◆ **WHAT THE EXERCISE ASKS**
From the entries below, please output exactly the lines starting at the one containing "Target: green plant in pot" and ending at the one containing "472, row 55.", both included.

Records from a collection
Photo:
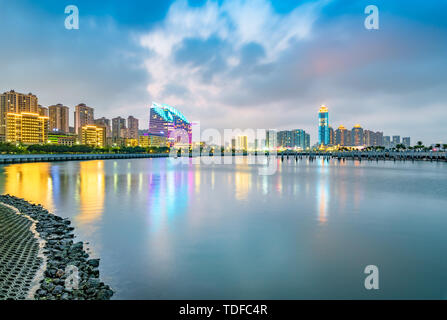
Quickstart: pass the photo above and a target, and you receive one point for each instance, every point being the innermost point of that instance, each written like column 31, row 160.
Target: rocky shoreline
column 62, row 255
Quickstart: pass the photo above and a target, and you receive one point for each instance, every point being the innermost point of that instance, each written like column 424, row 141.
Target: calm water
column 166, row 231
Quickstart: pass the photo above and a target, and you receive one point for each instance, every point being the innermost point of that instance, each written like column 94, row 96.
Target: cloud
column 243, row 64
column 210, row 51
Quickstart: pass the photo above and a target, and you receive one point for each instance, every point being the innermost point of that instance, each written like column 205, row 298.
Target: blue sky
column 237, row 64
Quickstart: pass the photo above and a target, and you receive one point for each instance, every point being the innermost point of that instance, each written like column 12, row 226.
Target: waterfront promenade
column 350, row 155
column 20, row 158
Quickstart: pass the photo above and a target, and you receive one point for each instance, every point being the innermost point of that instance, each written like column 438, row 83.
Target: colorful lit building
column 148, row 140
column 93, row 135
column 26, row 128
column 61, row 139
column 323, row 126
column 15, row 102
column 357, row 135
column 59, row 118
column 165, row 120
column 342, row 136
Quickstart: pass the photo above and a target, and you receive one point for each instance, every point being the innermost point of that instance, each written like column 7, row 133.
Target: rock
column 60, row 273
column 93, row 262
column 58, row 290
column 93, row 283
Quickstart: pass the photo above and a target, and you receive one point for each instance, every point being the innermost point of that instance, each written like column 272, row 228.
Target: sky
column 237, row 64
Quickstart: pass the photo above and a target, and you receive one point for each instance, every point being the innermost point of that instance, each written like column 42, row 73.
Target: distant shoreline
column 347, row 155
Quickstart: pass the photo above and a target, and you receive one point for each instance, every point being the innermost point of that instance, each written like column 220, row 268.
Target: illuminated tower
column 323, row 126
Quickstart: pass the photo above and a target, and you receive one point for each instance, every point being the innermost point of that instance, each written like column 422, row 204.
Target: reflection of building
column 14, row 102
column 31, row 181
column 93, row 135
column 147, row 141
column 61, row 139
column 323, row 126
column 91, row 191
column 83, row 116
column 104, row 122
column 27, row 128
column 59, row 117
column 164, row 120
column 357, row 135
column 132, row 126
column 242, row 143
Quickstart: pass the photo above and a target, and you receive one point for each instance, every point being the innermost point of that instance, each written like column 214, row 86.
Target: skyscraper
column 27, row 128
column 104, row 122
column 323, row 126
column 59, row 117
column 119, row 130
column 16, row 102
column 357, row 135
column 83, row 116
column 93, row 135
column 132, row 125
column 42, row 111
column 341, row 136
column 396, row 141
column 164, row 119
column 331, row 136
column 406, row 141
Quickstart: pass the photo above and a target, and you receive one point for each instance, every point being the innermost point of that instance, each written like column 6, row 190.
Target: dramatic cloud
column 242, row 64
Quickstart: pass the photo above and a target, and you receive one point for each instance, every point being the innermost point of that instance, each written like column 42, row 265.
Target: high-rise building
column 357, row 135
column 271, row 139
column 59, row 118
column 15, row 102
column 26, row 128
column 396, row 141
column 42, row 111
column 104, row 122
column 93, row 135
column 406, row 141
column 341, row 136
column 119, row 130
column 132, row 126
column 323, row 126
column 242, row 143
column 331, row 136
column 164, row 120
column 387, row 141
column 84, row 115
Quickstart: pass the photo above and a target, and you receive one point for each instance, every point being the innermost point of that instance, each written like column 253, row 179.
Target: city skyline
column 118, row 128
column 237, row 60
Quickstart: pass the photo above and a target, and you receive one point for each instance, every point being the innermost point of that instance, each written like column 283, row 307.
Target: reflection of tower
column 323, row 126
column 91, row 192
...
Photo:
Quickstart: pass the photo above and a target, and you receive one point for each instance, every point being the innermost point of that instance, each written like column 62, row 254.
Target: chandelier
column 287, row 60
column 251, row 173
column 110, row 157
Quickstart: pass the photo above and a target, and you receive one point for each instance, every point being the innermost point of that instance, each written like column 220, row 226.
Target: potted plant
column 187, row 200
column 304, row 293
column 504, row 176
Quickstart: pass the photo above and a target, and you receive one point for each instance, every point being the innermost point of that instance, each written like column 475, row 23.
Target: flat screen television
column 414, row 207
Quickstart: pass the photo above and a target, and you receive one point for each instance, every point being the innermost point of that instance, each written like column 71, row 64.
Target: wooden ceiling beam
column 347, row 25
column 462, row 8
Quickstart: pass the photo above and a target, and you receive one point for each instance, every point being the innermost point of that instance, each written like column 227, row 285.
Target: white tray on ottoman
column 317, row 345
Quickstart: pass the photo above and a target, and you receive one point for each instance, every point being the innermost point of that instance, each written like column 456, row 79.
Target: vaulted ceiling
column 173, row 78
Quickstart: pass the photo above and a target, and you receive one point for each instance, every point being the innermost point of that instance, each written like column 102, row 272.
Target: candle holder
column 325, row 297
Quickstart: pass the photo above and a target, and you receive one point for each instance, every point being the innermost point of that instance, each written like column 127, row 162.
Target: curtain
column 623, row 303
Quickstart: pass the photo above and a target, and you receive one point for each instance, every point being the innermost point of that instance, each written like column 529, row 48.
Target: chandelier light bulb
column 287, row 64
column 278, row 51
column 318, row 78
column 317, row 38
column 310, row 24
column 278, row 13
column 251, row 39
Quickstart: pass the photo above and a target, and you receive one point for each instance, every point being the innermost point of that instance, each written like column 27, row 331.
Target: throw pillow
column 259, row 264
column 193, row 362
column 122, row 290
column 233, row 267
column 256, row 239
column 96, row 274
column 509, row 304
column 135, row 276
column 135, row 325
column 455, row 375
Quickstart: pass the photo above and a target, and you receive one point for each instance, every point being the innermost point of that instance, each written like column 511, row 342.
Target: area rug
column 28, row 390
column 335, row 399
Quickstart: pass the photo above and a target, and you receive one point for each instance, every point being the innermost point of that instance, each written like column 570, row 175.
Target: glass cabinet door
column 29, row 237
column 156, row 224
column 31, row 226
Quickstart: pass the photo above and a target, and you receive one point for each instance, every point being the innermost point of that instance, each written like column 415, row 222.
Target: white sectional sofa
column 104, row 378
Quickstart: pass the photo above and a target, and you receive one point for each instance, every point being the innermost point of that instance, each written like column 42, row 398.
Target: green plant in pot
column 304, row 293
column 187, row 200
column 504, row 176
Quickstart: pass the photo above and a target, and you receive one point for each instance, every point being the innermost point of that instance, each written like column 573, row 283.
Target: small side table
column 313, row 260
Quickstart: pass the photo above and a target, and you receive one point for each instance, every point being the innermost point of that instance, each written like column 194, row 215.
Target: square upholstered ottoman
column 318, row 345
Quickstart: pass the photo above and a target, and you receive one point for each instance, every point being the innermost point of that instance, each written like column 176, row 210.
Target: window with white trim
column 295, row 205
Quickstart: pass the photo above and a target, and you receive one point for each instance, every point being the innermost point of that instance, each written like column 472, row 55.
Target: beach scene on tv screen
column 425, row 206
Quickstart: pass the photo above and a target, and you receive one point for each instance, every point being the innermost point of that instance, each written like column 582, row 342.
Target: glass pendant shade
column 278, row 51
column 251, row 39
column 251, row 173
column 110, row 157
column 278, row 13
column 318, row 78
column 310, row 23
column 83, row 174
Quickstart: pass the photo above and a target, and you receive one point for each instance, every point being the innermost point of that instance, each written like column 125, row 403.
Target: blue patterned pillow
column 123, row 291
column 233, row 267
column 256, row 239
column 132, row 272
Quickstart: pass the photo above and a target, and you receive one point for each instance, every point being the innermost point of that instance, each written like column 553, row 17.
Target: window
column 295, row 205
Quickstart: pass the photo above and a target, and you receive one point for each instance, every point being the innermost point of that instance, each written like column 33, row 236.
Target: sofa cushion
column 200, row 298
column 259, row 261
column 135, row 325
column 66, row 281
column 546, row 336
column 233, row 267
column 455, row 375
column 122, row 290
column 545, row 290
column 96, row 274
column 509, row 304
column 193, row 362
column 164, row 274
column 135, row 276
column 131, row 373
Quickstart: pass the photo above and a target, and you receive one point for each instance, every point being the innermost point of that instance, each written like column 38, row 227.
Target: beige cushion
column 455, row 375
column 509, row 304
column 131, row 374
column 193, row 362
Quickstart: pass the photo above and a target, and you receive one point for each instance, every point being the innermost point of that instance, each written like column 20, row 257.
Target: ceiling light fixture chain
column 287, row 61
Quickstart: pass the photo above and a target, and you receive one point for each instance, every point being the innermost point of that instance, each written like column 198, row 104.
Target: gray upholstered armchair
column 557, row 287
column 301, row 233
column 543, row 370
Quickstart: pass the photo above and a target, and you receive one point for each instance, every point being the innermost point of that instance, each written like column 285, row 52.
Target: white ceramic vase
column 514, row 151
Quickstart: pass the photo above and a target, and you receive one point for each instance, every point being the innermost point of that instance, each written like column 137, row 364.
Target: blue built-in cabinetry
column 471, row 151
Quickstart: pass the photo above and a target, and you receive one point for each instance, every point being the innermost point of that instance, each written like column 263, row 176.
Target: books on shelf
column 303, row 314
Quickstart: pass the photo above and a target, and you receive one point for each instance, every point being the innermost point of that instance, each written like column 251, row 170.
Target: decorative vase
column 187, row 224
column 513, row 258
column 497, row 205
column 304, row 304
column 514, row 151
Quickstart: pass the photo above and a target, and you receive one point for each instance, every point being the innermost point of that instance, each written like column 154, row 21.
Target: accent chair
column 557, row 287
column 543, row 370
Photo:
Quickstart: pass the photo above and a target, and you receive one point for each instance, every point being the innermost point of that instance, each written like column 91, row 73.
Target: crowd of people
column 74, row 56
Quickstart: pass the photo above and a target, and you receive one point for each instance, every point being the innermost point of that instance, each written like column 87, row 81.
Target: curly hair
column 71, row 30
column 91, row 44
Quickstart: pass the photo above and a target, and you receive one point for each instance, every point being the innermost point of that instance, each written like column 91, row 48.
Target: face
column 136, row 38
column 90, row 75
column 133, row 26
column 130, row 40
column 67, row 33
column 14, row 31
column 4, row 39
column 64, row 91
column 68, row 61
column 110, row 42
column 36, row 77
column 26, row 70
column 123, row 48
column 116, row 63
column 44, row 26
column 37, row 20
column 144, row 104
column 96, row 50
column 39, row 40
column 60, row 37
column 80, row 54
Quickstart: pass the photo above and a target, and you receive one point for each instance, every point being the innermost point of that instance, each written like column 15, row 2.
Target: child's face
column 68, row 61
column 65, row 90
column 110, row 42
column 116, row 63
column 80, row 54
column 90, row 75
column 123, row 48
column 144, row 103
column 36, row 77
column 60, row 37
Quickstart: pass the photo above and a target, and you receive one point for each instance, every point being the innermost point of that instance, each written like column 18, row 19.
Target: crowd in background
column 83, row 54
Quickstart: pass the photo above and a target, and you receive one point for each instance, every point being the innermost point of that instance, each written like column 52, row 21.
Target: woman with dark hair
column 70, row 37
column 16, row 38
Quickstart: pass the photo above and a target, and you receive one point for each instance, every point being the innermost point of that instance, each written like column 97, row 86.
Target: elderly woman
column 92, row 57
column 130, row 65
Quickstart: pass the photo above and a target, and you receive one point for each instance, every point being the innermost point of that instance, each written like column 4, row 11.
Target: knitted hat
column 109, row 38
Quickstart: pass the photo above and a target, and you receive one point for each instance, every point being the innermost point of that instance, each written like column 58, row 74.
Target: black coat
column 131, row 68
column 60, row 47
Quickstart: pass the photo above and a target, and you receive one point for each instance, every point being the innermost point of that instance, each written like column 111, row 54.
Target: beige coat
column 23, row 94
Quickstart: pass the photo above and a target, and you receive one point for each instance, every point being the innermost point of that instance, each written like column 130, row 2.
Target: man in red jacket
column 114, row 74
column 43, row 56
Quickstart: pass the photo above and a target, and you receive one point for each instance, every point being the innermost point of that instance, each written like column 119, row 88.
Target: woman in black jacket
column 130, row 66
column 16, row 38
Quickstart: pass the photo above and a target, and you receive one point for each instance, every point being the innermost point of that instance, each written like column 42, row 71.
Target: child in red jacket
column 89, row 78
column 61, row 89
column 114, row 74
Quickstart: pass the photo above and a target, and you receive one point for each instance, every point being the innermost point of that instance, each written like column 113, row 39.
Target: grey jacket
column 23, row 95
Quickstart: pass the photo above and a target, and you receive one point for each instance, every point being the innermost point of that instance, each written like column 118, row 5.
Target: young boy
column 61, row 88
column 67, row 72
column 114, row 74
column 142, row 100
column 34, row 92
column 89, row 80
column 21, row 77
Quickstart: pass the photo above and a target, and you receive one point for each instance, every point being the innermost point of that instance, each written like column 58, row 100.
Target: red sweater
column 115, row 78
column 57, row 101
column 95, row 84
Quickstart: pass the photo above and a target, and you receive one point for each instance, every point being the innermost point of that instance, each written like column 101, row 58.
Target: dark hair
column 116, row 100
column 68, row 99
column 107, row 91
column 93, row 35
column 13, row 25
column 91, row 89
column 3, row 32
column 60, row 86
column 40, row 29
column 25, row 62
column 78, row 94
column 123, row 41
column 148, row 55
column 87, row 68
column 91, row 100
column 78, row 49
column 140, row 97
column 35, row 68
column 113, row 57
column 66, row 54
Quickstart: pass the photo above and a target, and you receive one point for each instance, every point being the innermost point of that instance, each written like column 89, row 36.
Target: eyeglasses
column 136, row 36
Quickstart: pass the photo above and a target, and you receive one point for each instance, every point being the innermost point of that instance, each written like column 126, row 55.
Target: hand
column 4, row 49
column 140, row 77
==
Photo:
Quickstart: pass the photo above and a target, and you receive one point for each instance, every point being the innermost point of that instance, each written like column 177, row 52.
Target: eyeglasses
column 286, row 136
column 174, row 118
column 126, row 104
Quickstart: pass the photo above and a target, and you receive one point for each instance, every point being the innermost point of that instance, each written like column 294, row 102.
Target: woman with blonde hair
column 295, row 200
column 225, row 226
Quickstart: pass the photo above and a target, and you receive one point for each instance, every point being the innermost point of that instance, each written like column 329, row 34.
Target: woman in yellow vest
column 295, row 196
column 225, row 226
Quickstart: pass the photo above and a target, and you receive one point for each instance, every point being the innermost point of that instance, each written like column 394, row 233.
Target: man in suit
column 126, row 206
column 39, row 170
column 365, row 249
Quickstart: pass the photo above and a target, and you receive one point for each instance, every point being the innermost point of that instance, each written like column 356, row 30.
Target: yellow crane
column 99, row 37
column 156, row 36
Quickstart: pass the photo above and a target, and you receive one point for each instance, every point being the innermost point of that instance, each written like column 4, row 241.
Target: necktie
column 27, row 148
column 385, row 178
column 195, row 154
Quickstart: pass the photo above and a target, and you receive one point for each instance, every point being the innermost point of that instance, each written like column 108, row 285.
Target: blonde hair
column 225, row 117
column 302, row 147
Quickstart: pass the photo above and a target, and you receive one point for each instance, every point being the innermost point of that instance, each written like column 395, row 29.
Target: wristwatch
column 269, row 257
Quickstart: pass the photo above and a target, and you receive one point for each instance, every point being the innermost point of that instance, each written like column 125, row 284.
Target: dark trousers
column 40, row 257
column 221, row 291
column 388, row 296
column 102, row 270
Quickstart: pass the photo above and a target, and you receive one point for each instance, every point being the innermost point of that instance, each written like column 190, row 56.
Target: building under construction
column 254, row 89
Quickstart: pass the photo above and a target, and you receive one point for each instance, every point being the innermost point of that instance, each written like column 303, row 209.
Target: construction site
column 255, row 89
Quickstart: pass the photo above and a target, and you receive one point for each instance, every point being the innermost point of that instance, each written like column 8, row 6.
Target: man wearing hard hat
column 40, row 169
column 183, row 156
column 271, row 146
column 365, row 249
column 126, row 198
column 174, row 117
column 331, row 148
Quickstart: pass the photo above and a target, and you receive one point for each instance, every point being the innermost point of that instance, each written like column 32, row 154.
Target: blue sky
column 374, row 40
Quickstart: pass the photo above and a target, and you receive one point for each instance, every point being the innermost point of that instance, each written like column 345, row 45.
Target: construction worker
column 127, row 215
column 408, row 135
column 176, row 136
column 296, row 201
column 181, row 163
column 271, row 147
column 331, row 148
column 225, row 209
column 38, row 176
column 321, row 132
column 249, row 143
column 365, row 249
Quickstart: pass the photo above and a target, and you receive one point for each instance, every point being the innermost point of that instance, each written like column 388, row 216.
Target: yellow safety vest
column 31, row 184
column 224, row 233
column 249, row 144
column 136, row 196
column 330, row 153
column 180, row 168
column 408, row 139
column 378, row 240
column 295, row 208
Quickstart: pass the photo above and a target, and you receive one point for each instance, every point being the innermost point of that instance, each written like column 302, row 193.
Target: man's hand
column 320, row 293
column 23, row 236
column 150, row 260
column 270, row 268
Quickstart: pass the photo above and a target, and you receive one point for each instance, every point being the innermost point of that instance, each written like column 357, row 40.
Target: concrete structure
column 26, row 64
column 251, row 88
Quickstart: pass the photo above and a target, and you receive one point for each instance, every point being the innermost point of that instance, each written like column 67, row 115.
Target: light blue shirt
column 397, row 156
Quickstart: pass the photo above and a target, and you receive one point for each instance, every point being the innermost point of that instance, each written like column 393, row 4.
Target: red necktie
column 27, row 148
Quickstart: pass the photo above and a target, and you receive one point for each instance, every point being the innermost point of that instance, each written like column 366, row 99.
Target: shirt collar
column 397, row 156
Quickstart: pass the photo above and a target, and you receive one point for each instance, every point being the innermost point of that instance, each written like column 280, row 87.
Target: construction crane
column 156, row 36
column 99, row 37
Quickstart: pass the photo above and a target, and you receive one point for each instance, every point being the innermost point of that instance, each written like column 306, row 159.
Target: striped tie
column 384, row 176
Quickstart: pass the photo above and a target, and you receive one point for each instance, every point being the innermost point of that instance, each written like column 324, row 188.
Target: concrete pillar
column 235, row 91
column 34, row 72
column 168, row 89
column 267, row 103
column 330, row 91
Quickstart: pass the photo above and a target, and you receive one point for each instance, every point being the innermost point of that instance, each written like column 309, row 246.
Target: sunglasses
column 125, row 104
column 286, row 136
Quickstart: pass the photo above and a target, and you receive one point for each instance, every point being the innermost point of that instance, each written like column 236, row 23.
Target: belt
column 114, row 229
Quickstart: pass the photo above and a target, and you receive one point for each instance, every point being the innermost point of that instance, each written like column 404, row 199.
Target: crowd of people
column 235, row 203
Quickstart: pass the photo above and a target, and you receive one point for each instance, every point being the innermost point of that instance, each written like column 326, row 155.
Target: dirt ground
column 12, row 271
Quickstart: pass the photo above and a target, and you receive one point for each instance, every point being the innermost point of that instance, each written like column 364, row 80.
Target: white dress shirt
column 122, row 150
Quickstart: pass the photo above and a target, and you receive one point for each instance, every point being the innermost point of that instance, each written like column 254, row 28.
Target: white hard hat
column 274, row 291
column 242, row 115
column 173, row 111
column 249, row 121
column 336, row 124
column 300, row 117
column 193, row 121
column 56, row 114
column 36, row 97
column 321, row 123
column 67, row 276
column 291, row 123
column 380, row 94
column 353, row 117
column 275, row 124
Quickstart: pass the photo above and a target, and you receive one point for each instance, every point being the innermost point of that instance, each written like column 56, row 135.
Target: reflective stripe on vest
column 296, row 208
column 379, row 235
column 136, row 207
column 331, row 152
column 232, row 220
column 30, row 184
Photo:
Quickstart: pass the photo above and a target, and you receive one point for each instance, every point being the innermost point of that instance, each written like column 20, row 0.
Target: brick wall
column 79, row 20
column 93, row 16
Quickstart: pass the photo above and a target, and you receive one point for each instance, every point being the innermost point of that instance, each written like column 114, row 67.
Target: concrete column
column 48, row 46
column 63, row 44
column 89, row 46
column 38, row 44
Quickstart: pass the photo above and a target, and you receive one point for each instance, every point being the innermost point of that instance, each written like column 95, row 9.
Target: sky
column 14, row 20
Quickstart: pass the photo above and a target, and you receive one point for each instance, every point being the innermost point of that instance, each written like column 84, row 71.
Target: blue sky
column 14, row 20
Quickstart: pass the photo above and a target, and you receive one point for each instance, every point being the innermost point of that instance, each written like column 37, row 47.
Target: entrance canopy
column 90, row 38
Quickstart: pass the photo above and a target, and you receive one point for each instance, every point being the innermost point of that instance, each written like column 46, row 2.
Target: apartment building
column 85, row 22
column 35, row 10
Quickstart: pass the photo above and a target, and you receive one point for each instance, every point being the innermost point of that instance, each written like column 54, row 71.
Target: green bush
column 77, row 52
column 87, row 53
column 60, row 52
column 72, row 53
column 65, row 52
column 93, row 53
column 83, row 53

◆ **EXERCISE OUTPUT**
Target: green plant in pot
column 304, row 293
column 187, row 200
column 504, row 176
Quickstart: pass the photo above and a target, and you receive one point for each instance, every point being the innermost point of that instance, each written like column 573, row 283.
Target: small side table
column 313, row 260
Quickstart: pass the photo above and a target, and you receive one point for each instance, every point being the innermost point of that instance, each written like column 194, row 215.
Target: square upholstered ottoman
column 318, row 345
Quickstart: pass the photo above and a target, and you receive one point for each instance, every point being the innermost point of that instance, each written like column 176, row 210.
Target: window with white trim
column 295, row 205
Quickstart: pass the photo above and a target, and you receive one point for each instance, every point being the innermost point of that instance, each written like column 472, row 55.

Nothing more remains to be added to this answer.